*WHAT THIS EXERCISE ASKS:*
a: Answer these questions using the CARE description:
(i) In what year did the collaborative process with CROs begin?
(ii) Through what funding has CARE long performed evaluation and research projects?
(iii) Whose identified principles of recovery were CRO activities mapped onto?
b: According to the CARE description, what kinds of groups has CARE performed evaluations and research projects with? List them all.
c: Reproduce the CARE description word for word, everything from "Highlighted Recent Projects" down to "identified by SAMHSA.".

*READING TEXT:*
************

The Center for Applied Research and Evaluation (CARE) has a well-established history of performing evaluations and research projects with community groups, faith-based organizations, non-profits, and governmental entities. In particular, CARE has performed numerous evaluations and research projects for and in partnership with state entities such as Kansas Department for Aging and Disability Services (KDADS), Kansas Department of Health and Environment (KDHE), Kansas Children’s Cabinet and Trust Fund, Department for Children and Families, Kansas Health Foundation, Kansas Leadership Center, Kansas Association of Community Foundations, Greater Kansas City Health Care Foundation, W.T. Grant Foundation, the Centers for Disease Control, and the National Institutes of Health.
Highlighted Recent Projects Include:
CARE has had a long history of performing evaluation and research projects through KDADS-Medicaid funding including the following:
Consumer Run Organization (CRO) Recovery Principles Focus Groups – In 2014, CARE and the WSU Center for Behavioral Health Initiatives started a collaborative process with CRO’s to assist in mapping the incorporation of recovery principles into CRO activities. Staff from the two centers led focus groups with CRO members across the state to determine what activities CROs do to support recovery and how those activities map onto the principles of recovery as identified by SAMHSA.

************

*EXTRACTED RECORDS:*
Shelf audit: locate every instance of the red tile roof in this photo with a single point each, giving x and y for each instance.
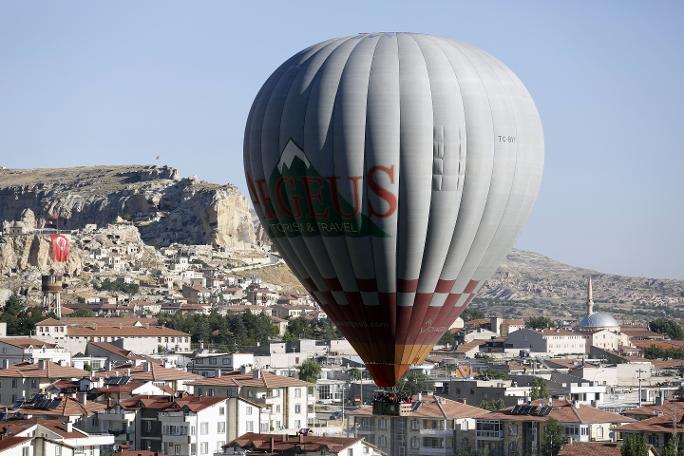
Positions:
(434, 407)
(278, 443)
(155, 373)
(51, 370)
(9, 442)
(564, 412)
(266, 380)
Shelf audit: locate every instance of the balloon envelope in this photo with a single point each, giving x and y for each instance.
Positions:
(393, 171)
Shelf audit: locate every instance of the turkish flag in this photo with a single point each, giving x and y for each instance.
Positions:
(59, 247)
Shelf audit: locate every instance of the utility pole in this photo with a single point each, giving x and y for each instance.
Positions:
(639, 372)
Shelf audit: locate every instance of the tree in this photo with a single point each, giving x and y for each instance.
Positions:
(539, 389)
(668, 327)
(309, 371)
(493, 374)
(669, 449)
(634, 445)
(355, 374)
(448, 338)
(539, 323)
(414, 382)
(21, 320)
(553, 437)
(472, 313)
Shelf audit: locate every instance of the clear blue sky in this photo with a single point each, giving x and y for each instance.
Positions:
(82, 84)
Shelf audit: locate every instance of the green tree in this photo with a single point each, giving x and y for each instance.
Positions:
(21, 320)
(414, 382)
(669, 449)
(668, 327)
(634, 445)
(493, 374)
(539, 389)
(553, 437)
(540, 323)
(472, 313)
(309, 371)
(355, 374)
(448, 338)
(493, 404)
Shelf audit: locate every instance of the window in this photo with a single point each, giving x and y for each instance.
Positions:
(433, 442)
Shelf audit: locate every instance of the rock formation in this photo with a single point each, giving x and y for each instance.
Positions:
(164, 207)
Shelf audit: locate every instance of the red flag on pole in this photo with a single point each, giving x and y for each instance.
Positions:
(59, 247)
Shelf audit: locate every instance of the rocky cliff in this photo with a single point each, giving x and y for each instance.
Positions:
(165, 207)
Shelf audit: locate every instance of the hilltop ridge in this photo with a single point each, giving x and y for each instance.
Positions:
(165, 207)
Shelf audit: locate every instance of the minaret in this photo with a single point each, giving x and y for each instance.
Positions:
(590, 298)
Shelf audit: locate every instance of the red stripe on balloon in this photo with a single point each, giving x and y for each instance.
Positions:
(368, 285)
(444, 286)
(333, 284)
(407, 286)
(471, 286)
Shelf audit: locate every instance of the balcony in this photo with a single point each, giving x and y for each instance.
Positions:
(440, 432)
(481, 434)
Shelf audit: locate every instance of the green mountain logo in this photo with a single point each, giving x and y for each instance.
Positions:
(308, 204)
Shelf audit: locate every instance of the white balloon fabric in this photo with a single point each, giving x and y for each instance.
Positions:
(393, 172)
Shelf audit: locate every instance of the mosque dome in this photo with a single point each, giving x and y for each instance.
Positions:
(598, 320)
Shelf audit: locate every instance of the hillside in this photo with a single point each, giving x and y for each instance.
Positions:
(165, 207)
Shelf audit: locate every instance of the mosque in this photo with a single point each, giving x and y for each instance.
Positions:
(596, 321)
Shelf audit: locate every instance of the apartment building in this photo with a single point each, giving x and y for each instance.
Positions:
(148, 371)
(286, 400)
(519, 430)
(14, 350)
(132, 334)
(430, 425)
(301, 444)
(209, 365)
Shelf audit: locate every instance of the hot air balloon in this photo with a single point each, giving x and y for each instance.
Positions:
(393, 172)
(59, 248)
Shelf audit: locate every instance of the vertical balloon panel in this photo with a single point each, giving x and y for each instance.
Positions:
(393, 172)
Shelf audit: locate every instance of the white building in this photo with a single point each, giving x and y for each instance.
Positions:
(15, 350)
(285, 399)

************

*ANSWERS GIVEN:*
a:
(i) 2014
(ii) KDADS-Medicaid funding
(iii) SAMHSA's

b:
- Community groups
- Faith-based organizations
- Non-profits
- Governmental entities

c:
Highlighted Recent Projects Include:
CARE has had a long history of performing evaluation and research projects through KDADS-Medicaid funding including the following:
Consumer Run Organization (CRO) Recovery Principles Focus Groups – In 2014, CARE and the WSU Center for Behavioral Health Initiatives started a collaborative process with CRO’s to assist in mapping the incorporation of recovery principles into CRO activities. Staff from the two centers led focus groups with CRO members across the state to determine what activities CROs do to support recovery and how those activities map onto the principles of recovery as identified by SAMHSA.